■ Text shown:
Begin

Wednesday, February 6, 2008

If You Love Something, Set It Free (unless it’s a puppy!)


“If you love something, set it free. If it comes back to you, it's yours. If it doesn't, it never was.” Anonymous

While I generally agree with the wisdom of this, I think for it to be true, the thing that is being set free must know how to come back and have the maturity to do so—in other words, not necessarily applicable to puppies!

One of my fondest, crazy stories about Dog has to do with this very idea and it occurred when he was just a puppy…

Once Dog had all of his shots I started taking him on his soon-to-become daily walks.

Part of the joy of this routine quickly became the friends (both human and canine) that we began to meet along the way. Dog would approach warily at first, like the awkward guy at the singles bar. He would sniff and circle and then suddenly pounce, wanting to play. (Insert your own joke about singles bars here.)

I would strike up a conversation with the human on the other end of the leash and, like young mothers meeting at the park, we would exchange pleasantries about the weather, potty training and the merits of various experts such as Dr. Brazelton or The Dog Whisperer.

One of our regular canine pals was Joey, a big, handsome, gray, curly-haired dog. Joey was a good 30-40 pounds bigger than Dog, but he (and his owners) had a sweet disposition and we all got to be fast friends.

We would frequently meet on our walks and the dogs would circle and play with each other (and growl a little) as dogs often do when they are on their leash.

In our very well-behaved, very proper neighborhood we often see dogs off their leashes who walk calmly next to their owners as if they were on parade at the Westminster Kennel Show. These Über-dogs respond to a command the first time and were certainly the darlings of their obedience classes. Dog and I (me, mostly) are a teeny bit envious.

End

■ Provided material:
Begin

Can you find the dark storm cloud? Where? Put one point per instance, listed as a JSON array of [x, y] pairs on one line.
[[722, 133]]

End

■ Short task A: In the blog post about Dog, reproduce the passage starting at "Part of the" and ending at "singles bars here.)", substituting "shy guy" for "awkward guy".
■ Short task B: According to the blog post about Dog, why doesn't the saying about setting free something you love necessarily apply to puppies? Answer in one to three sentences.
■ Short task C: Continue the blog post about Dog from its last sentence.

■ Exercise response A:
Part of the joy of this routine quickly became the friends (both human and canine) that we began to meet along the way. Dog would approach warily at first, like the shy guy at the singles bar. He would sniff and circle and then suddenly pounce, wanting to play. (Insert your own joke about singles bars here.)

■ Exercise response B: For the saying to hold true, the thing being set free must know how to come back and be mature enough to do so. A puppy doesn't necessarily have either.

■ Exercise response C:
Being the procrastinator that I am, I had not taken Dog to obedience training yet (uh, and still haven’t almost two years later…) and we had never let him off the leash outside of our own backyard. But on one particular morning when the sun was shining brightly and it felt like everything was right with the world and I was feeling wild and optimistic and trusting in the Universe, when Joey’s parents suggested we let them off the leash to play, I was game.

“Will he run across the street?” I asked meekly, a little embarrassed about being overprotective and concerned about peer pressure and bad influences—everything you worry about when first letting someone you love go to be free to make their own decisions after being tightly controlled, under your watchful eye for so long.

“Oh, No! He never goes across the street! He’s very good!” Joey’s parents assured me.

So, feeling happy and optimistic and trusting, I unlatched Dog’s leash so that he and his friend could play freely.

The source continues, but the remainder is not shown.